### やること
下の項目から「shirt」という語を含む行をすべて探し、そのまま書き写してください。
● ● ● ● ● ● ●
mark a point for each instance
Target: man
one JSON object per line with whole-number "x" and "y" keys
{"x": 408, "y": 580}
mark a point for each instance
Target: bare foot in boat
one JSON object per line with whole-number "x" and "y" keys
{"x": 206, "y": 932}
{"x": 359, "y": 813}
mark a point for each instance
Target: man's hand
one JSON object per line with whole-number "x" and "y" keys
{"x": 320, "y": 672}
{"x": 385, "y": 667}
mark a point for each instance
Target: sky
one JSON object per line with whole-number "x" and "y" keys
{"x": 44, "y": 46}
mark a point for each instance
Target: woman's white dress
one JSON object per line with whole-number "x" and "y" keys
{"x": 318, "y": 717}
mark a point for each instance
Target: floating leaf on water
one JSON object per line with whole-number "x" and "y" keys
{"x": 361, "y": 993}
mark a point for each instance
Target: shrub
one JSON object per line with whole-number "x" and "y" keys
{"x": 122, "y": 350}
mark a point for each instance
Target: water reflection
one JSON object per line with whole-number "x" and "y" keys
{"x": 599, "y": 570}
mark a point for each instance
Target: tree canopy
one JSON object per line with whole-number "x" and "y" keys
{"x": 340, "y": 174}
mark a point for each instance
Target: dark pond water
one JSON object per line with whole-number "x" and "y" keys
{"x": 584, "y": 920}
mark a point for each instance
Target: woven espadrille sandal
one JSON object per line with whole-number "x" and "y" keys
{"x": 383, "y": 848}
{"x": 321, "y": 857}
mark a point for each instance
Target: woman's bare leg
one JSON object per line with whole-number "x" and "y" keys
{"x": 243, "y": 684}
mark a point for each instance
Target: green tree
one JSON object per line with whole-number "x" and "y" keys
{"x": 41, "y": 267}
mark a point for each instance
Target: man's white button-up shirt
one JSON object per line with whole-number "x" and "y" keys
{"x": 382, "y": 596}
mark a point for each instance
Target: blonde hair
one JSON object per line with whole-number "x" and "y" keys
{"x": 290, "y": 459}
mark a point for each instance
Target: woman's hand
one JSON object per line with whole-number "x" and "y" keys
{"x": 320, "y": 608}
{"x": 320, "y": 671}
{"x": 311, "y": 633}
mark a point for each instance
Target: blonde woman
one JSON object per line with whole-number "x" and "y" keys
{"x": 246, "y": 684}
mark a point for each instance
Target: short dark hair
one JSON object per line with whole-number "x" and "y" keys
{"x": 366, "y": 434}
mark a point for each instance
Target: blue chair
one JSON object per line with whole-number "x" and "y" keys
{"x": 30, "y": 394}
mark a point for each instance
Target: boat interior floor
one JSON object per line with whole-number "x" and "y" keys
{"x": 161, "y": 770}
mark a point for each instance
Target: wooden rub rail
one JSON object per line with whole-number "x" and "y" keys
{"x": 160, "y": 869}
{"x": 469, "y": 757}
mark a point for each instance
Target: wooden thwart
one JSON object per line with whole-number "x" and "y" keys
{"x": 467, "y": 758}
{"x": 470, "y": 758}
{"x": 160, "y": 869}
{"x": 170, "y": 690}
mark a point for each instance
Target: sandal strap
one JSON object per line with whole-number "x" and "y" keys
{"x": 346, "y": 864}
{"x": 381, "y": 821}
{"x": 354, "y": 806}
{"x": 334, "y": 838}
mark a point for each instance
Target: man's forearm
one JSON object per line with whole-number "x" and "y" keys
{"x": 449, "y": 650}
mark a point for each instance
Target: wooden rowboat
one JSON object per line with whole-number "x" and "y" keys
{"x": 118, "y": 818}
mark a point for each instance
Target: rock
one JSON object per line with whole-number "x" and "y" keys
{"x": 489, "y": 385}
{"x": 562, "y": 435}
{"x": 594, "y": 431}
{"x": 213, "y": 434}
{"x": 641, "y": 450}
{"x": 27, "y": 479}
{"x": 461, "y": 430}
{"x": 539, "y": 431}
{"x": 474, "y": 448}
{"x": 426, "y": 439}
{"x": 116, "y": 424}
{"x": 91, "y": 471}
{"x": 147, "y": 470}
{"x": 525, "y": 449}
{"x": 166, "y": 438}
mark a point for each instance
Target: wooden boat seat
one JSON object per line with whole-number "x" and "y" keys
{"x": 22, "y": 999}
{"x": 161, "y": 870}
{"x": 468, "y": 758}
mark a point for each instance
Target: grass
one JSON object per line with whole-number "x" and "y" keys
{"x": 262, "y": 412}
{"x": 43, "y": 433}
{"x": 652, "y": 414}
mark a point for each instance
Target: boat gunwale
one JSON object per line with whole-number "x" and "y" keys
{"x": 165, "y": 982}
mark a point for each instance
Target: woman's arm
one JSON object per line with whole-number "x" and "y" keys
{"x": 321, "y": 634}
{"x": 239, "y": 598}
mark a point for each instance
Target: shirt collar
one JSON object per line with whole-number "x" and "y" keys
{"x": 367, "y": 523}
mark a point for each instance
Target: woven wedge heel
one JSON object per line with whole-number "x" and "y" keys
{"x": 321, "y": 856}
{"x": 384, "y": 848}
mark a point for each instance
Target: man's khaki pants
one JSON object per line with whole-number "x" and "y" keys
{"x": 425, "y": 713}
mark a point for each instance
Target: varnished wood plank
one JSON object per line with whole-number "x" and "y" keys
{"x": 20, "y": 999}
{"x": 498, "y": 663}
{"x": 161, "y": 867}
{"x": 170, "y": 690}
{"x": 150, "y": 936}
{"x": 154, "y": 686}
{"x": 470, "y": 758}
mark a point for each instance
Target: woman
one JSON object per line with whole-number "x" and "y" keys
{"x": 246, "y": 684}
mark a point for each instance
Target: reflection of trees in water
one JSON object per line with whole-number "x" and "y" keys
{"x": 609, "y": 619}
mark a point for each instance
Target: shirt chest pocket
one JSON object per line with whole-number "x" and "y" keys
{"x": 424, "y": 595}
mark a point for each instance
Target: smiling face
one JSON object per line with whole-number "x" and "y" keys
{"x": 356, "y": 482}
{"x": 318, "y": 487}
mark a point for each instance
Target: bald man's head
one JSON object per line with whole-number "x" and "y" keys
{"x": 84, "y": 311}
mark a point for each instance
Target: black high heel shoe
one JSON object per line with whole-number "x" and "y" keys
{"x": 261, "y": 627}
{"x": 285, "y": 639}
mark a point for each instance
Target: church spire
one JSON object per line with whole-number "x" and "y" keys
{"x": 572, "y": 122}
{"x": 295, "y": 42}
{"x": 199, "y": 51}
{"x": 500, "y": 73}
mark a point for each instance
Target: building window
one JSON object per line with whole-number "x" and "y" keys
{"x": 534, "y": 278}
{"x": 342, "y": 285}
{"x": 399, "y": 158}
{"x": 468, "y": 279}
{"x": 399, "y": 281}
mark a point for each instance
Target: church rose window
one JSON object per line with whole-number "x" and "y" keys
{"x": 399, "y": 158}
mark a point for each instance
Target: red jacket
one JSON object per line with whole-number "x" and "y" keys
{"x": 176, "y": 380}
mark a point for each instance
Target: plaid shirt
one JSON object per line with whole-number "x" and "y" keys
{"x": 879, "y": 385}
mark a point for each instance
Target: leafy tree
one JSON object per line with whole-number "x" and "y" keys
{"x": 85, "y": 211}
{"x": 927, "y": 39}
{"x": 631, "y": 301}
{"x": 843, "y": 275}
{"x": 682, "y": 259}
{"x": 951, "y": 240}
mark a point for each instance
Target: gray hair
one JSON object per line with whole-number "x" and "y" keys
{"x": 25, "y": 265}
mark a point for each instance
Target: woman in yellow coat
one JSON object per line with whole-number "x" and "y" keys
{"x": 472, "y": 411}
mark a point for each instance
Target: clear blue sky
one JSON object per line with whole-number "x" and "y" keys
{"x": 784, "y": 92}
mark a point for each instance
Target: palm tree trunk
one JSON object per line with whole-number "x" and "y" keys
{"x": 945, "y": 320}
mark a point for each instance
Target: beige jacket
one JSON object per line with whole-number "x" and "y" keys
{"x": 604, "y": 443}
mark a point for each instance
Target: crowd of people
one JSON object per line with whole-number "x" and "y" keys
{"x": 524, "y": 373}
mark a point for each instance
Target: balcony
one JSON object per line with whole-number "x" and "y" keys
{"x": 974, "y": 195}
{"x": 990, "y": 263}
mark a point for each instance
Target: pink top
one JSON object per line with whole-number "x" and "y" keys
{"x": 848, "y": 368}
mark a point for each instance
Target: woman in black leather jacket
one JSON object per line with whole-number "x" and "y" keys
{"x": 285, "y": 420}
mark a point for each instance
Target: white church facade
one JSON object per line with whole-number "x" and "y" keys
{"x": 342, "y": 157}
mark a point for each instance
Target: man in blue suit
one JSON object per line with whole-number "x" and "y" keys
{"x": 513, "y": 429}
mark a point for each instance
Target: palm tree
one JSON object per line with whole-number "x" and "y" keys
● ● ● ● ● ● ●
### 答え
Target: man's white button-up shirt
Target: shirt collar
Target: shirt chest pocket
Target: plaid shirt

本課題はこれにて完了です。